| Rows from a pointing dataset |
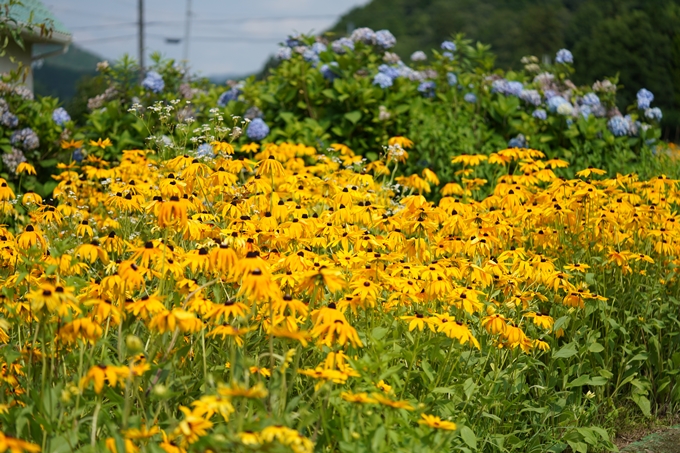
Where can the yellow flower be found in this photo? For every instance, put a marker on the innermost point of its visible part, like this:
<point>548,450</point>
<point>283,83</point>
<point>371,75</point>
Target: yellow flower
<point>25,167</point>
<point>436,422</point>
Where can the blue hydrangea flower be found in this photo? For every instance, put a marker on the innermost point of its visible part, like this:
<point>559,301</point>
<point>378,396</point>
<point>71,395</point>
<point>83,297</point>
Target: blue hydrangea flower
<point>60,116</point>
<point>284,53</point>
<point>363,34</point>
<point>319,47</point>
<point>555,101</point>
<point>532,97</point>
<point>618,126</point>
<point>645,97</point>
<point>418,55</point>
<point>26,139</point>
<point>328,70</point>
<point>565,109</point>
<point>390,71</point>
<point>449,46</point>
<point>518,142</point>
<point>590,99</point>
<point>654,114</point>
<point>257,129</point>
<point>229,95</point>
<point>385,39</point>
<point>205,151</point>
<point>427,88</point>
<point>153,81</point>
<point>341,45</point>
<point>9,120</point>
<point>383,80</point>
<point>540,114</point>
<point>564,57</point>
<point>310,56</point>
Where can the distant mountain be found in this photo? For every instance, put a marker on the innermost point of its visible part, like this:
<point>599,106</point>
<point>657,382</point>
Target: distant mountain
<point>57,76</point>
<point>638,39</point>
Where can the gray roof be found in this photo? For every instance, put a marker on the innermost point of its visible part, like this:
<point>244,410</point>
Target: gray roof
<point>22,13</point>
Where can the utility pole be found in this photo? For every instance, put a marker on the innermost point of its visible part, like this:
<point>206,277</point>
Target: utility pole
<point>187,29</point>
<point>140,14</point>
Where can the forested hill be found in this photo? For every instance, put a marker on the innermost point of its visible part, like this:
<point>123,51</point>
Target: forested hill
<point>639,39</point>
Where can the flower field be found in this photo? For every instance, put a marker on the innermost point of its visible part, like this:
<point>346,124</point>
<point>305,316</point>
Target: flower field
<point>279,298</point>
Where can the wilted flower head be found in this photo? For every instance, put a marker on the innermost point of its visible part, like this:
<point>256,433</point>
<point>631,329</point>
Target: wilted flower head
<point>25,139</point>
<point>153,81</point>
<point>645,98</point>
<point>564,57</point>
<point>382,80</point>
<point>540,114</point>
<point>284,53</point>
<point>341,45</point>
<point>257,129</point>
<point>60,116</point>
<point>363,34</point>
<point>532,97</point>
<point>449,46</point>
<point>654,114</point>
<point>418,55</point>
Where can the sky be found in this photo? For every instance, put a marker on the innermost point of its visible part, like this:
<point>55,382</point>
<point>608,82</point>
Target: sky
<point>227,36</point>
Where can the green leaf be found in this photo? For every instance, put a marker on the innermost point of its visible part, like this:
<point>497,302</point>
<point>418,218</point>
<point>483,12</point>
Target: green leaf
<point>579,381</point>
<point>354,116</point>
<point>567,351</point>
<point>596,347</point>
<point>468,437</point>
<point>643,403</point>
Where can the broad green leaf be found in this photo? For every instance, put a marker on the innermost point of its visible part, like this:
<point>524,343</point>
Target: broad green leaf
<point>468,437</point>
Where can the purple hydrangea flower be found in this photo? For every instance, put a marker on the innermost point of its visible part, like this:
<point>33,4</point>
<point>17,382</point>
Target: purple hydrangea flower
<point>564,57</point>
<point>540,114</point>
<point>341,45</point>
<point>60,116</point>
<point>449,46</point>
<point>382,80</point>
<point>257,129</point>
<point>645,98</point>
<point>385,39</point>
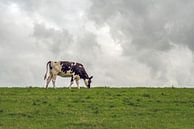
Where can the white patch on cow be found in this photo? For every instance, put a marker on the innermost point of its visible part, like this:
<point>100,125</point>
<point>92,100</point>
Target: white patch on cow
<point>86,82</point>
<point>66,74</point>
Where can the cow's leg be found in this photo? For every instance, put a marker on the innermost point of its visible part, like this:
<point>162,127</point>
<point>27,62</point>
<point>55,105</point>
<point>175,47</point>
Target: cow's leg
<point>53,80</point>
<point>71,83</point>
<point>77,82</point>
<point>48,80</point>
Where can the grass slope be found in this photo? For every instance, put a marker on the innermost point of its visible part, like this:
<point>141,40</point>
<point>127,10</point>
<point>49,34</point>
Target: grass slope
<point>96,108</point>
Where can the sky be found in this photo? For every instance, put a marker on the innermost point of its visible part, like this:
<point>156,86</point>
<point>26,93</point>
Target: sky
<point>120,42</point>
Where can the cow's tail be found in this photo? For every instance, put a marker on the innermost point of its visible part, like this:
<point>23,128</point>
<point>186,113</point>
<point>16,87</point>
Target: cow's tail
<point>49,63</point>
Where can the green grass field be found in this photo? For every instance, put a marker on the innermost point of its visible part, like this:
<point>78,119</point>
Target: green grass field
<point>96,108</point>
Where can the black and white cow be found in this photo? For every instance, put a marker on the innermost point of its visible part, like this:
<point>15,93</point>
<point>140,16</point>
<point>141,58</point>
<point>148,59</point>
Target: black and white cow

| INSTRUCTIONS FOR THE TASK |
Starting at the beginning of the data and stopping after the line that contains "<point>436,422</point>", rewrite every line in that span, scaling only the answer point coordinates by 0.7 and rounding them to whole numbers with halves rounded up. Keep every other line and number unchanged, and leave out the pictures.

| FULL OUTPUT |
Where can the yellow flower be found in this photo? For every instance, put a marker on the innermost point of its visible part, like this:
<point>548,450</point>
<point>283,83</point>
<point>371,75</point>
Target: yellow flower
<point>18,117</point>
<point>305,295</point>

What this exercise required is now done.